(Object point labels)
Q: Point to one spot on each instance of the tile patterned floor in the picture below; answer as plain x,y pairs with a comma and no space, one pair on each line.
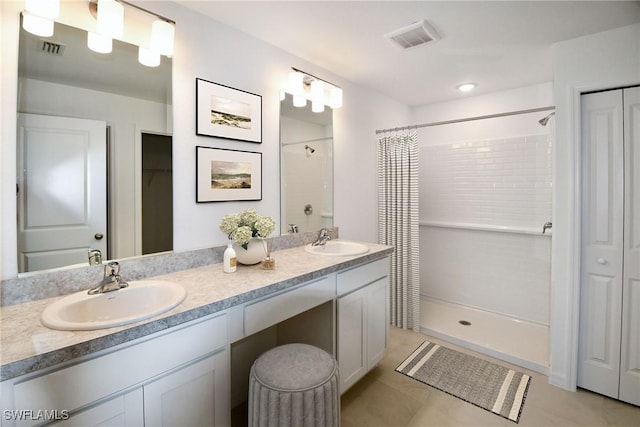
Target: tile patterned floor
387,398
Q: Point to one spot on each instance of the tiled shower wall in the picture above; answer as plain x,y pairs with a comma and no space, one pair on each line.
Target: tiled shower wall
499,182
482,207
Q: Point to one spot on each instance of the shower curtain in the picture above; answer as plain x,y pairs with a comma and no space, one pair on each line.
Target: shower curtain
398,217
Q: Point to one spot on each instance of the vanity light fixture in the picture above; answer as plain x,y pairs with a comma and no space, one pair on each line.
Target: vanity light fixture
38,16
110,18
148,57
317,96
109,15
304,86
295,86
466,87
162,36
99,43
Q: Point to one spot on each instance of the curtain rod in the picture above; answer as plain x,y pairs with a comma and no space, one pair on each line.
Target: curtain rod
469,119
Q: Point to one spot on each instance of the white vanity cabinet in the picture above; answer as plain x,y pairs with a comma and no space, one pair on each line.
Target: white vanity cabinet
362,326
174,377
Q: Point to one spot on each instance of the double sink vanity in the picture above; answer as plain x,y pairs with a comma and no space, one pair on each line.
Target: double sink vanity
177,348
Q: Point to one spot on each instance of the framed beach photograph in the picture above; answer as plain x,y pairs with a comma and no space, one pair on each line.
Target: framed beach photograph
225,112
227,175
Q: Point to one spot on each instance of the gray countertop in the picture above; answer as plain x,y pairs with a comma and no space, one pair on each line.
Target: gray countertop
27,346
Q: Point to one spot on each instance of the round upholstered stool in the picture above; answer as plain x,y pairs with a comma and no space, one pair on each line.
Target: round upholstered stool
294,385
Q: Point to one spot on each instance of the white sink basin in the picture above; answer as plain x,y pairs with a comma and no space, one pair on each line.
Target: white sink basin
338,248
140,300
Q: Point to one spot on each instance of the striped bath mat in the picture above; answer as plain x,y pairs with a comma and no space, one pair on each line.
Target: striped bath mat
492,387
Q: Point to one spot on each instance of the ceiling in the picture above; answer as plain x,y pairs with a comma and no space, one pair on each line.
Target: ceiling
497,44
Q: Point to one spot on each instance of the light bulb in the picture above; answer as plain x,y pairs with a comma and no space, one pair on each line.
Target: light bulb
37,25
466,87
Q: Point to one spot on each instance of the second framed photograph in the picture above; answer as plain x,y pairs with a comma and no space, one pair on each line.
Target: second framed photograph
227,175
225,112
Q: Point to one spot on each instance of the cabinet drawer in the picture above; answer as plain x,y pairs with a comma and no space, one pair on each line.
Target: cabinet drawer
275,309
78,385
350,280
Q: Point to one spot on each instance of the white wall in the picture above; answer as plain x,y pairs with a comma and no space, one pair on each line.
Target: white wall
599,61
215,52
478,177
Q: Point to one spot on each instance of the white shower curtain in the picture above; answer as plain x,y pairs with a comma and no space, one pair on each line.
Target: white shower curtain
398,217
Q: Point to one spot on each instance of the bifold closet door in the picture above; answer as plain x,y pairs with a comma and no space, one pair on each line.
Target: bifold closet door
630,350
602,234
609,349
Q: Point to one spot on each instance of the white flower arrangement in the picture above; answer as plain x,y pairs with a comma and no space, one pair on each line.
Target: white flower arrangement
245,225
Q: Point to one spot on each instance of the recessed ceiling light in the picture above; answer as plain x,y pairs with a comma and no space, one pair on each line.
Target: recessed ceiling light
466,87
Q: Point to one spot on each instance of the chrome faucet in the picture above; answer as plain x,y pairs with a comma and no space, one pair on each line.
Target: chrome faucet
112,281
95,257
322,238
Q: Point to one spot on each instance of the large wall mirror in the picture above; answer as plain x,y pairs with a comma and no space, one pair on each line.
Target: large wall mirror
306,162
93,152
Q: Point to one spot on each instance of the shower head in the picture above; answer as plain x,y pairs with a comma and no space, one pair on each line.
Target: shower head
543,121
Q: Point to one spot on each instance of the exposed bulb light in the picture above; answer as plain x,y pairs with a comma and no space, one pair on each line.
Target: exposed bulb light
110,18
295,84
37,25
317,96
162,37
49,9
99,43
303,86
148,57
466,87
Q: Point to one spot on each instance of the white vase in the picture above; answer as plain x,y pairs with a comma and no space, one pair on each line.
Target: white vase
254,253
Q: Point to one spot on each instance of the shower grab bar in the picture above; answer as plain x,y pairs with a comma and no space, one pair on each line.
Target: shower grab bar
484,227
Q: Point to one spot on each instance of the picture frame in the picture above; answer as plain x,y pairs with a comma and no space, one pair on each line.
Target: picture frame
225,112
224,175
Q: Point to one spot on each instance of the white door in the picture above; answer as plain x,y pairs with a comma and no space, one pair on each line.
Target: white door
609,351
630,352
62,196
602,245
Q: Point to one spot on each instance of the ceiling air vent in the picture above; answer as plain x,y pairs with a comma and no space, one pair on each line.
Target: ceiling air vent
414,35
52,47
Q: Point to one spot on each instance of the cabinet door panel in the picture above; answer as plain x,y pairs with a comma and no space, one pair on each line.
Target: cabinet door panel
195,395
352,358
377,324
121,411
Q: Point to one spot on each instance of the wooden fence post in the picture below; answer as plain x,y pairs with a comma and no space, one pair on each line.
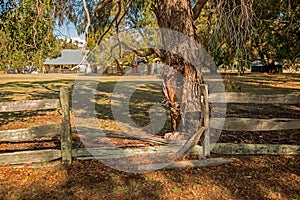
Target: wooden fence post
66,137
206,142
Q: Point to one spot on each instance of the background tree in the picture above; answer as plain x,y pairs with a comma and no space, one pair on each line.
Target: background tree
276,32
26,31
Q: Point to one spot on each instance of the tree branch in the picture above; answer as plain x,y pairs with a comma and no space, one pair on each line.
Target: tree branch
198,8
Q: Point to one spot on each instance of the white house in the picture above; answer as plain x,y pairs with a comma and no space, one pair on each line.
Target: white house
70,59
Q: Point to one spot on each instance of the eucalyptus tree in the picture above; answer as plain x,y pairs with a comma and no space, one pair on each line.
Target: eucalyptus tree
233,20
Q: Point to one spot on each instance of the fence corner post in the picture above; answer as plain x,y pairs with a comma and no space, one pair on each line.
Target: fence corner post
66,137
206,142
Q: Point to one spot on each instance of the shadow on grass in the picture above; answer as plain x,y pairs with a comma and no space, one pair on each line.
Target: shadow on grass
251,177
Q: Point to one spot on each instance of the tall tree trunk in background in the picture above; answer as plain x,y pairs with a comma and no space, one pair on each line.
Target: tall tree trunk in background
181,79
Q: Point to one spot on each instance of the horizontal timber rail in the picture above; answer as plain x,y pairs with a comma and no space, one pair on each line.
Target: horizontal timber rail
66,153
231,97
33,105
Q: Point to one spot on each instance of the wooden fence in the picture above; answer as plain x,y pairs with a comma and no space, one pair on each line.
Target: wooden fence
64,131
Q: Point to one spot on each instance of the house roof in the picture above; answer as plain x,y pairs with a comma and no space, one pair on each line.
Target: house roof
68,57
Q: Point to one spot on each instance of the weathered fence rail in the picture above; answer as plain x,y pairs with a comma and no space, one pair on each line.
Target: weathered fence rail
64,131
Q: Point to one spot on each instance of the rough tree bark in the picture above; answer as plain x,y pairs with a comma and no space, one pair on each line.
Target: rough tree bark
181,79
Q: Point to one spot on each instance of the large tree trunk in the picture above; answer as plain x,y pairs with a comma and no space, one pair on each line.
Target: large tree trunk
182,80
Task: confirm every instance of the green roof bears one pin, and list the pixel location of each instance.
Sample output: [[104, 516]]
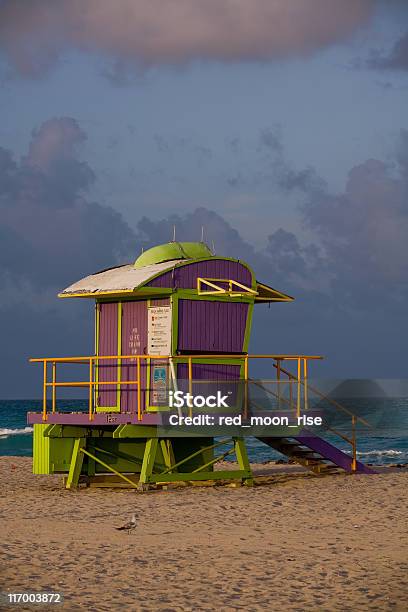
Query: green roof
[[171, 251]]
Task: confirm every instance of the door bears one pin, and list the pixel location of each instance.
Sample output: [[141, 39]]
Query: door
[[133, 342], [107, 371]]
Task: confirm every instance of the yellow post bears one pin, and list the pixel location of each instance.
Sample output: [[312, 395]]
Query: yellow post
[[139, 391], [298, 391], [246, 387], [54, 390], [190, 380], [353, 438], [306, 399], [90, 389], [44, 390]]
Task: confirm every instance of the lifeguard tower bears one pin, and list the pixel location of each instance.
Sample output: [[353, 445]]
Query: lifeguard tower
[[179, 315]]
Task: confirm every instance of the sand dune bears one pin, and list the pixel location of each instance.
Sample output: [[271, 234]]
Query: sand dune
[[297, 543]]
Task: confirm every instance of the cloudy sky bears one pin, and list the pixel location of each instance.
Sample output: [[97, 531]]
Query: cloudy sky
[[280, 126]]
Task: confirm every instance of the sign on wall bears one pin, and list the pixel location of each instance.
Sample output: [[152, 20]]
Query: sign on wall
[[159, 343], [159, 330]]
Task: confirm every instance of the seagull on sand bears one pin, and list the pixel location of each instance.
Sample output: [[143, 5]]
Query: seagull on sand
[[128, 526]]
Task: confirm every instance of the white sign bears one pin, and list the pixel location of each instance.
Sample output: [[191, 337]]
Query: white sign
[[159, 330]]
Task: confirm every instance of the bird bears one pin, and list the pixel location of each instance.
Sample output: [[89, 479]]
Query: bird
[[128, 526]]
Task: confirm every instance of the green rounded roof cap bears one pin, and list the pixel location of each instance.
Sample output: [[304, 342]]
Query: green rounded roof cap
[[173, 250]]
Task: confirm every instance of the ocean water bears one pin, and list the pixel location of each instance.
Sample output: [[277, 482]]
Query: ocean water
[[385, 443]]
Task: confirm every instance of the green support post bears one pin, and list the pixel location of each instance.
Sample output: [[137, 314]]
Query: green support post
[[168, 455], [75, 467], [243, 461], [148, 461]]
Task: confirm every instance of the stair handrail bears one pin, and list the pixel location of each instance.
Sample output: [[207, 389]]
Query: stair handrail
[[325, 397]]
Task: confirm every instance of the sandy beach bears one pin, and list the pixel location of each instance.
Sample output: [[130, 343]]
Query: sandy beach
[[293, 542]]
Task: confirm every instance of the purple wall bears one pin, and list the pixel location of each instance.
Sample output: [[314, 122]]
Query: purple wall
[[185, 277], [211, 327], [108, 345], [134, 342], [213, 371]]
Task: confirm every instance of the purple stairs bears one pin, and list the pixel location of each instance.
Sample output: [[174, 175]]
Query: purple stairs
[[316, 454]]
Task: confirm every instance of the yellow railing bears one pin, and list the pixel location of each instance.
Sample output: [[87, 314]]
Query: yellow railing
[[93, 383]]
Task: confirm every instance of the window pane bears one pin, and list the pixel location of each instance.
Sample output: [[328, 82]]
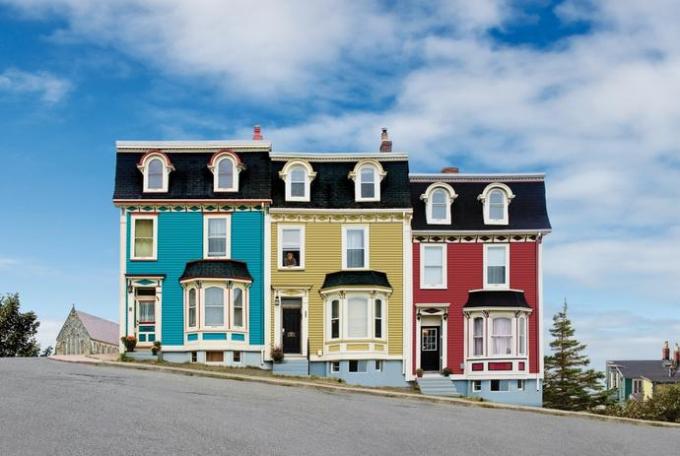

**YOUR GOAL**
Change "sandy beach" to "rocky shore" in the part that opens with the line containing "Task: confirm every instance of the stair" and closes with the line containing "[[293, 542]]". Give those lines again with nothing else altered.

**WRITTEN ANSWER**
Task: confirm every instance of the stair handrail bears one pin, and list the pixel location of each instance.
Sample output: [[207, 389]]
Query: stair handrail
[[325, 397]]
Task: confirm every instance of the rocky shore bears one pin, and list the pixel location of each instance.
Sample output: [[130, 343]]
Query: rocky shore
[[293, 542]]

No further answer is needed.